__WHAT THIS TASK INVOLVES__: Extract all of the data and reproduce it precisely.

-- INFORMATION SUPPLIED follows --

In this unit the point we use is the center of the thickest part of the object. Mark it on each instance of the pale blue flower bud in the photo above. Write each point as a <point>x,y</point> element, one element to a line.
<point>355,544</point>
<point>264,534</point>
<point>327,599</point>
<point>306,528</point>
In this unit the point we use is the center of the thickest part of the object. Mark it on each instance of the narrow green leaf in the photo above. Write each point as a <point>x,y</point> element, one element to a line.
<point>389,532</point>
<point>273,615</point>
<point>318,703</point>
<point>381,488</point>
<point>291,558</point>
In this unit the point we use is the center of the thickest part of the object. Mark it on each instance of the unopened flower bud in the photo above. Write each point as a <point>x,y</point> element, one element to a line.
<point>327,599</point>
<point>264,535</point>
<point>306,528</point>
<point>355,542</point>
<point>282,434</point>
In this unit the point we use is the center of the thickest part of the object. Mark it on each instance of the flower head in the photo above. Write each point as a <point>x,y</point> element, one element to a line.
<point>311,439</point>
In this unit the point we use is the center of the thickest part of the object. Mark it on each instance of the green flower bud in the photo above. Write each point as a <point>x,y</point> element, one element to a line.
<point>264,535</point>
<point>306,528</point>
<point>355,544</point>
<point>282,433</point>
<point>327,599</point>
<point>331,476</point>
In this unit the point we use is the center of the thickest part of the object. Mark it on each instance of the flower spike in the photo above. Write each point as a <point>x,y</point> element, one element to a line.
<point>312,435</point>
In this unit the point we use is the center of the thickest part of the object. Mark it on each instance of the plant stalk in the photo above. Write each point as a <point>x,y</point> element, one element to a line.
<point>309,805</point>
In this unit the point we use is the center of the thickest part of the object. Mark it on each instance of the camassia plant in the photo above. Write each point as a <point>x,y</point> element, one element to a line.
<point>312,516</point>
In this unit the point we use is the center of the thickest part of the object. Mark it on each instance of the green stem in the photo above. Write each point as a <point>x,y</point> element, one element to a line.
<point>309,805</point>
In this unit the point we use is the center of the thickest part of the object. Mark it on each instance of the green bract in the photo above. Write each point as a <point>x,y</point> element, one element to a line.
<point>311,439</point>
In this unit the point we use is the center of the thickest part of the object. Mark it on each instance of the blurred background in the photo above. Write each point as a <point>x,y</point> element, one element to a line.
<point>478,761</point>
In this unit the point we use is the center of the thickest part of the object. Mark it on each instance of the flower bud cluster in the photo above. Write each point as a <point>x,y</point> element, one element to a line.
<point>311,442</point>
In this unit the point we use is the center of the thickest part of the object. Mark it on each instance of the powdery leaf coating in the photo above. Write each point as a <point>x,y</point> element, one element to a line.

-- INFORMATION SUPPLIED concluded --

__TASK RESPONSE__:
In this unit the point we use is the center of the thickest part of the object. Mark it on each instance of the pale blue flower bud in the photo above. Write each point as a <point>x,y</point> element, one element to a line.
<point>355,544</point>
<point>264,534</point>
<point>327,599</point>
<point>306,528</point>
In this unit the point we use is the center of the thickest part of the object. Mark it on each instance of the narrow green leaf in the photo above. Write each point as a <point>x,y</point> element, one element to a line.
<point>389,532</point>
<point>273,615</point>
<point>318,703</point>
<point>381,488</point>
<point>291,558</point>
In this unit the point we use is the center of the thickest part of the object. Mark it on each instance of the unopened flower bud in the photo above. Write each point as a <point>x,y</point> element, one element to a line.
<point>327,599</point>
<point>264,535</point>
<point>306,528</point>
<point>355,542</point>
<point>282,434</point>
In this unit the point we use is the center of the thickest part of the object. Mark it on each instance of the flower head in the photo above. Write each point as a <point>x,y</point> element, one element to a line.
<point>311,439</point>
In this unit the point we use is the center of the thickest part of the object. Mark it on each instance of the green flower bud in the photo above. Write each point as a <point>x,y</point> element, one element to a line.
<point>264,535</point>
<point>306,528</point>
<point>355,544</point>
<point>282,433</point>
<point>327,599</point>
<point>331,476</point>
In this unit the point we use is the center of the thickest part of the object. Mark it on each instance of the flower spike in the photo above. Write each point as a <point>x,y</point> element, one element to a line.
<point>312,435</point>
In this unit the point we use is the center of the thickest part of the object. Mark it on each instance of the plant stalk in the photo above. Write each point as a <point>x,y</point> element, one element to a line.
<point>309,805</point>
In this unit the point we use is the center of the thickest part of the object. Mark it on each instance of the camassia plant in the photo above. Write each point as a <point>x,y</point> element, one element to a line.
<point>312,516</point>
In this unit the point we use is the center of the thickest part of the object. Mark it on each instance of the green stem in the photo above. Write each point as a <point>x,y</point> element, one element to a line.
<point>309,805</point>
In this unit the point we use is the center of the thickest part of the object. Mark it on each instance of the green bract in the photo above. Write each point as a <point>x,y</point> element, one element to a line.
<point>311,439</point>
In this unit the point we use is the center of the thickest part of the object. Mark it on each instance of the blurred background in the photo above. Write each point as a <point>x,y</point> element, one element to a line.
<point>478,761</point>
In this unit the point we use is the center of the thickest part of the object. Mark it on each instance of the flower bud cluster in the photo above. Write each point as a <point>x,y</point> element, one element to a line.
<point>311,442</point>
In this unit the point we use is the center of the thickest part of the object. Mark it on each instance of the powdery leaf coating in the photo above. Write each point as a <point>x,y</point> element, one element to a line.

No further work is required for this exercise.